═════ Rows ═════

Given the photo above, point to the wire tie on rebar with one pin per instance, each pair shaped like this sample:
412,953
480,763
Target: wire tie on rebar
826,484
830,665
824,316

═════

→ **Aim of the exercise**
Rewrite all the records, replacing each occurrence of "wire tie" with "rebar tie" and leaving everything else unchanged.

→ **Exercise output**
Given the photo above, point to the rebar tie on rebar with one pin per instance, each pair shaped like this sample:
412,953
480,763
Target: rebar tie on rebar
826,484
830,665
824,316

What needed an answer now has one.